Exercise goal.
Please copy out the whole listing below word for word, leaving the pictures out of your answer.

## begin

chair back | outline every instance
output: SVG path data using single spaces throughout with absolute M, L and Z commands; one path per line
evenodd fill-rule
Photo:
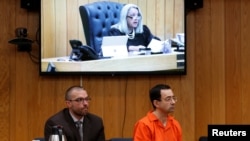
M 102 37 L 120 19 L 123 4 L 112 1 L 93 2 L 79 7 L 86 43 L 101 55 Z

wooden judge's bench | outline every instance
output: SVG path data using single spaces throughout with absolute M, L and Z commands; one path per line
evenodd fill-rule
M 182 57 L 178 57 L 181 56 Z M 67 57 L 42 59 L 42 72 L 53 65 L 57 72 L 119 72 L 119 71 L 163 71 L 183 69 L 183 53 L 130 55 L 88 61 L 74 61 Z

## end

Complete answer.
chair back | outline every instance
output: SVG path data using single spaces throughout with absolute M, L and Z commands; one path per line
evenodd fill-rule
Photo:
M 102 37 L 120 19 L 123 4 L 112 1 L 93 2 L 79 7 L 86 43 L 101 55 Z

wooden judge's bench | outline every instance
output: SVG path data using single spaces throughout with absolute M, L and Z commands; one path per line
evenodd fill-rule
M 182 57 L 178 57 L 181 56 Z M 67 57 L 42 59 L 42 72 L 53 65 L 57 72 L 119 72 L 119 71 L 163 71 L 183 69 L 183 53 L 130 55 L 88 61 L 74 61 Z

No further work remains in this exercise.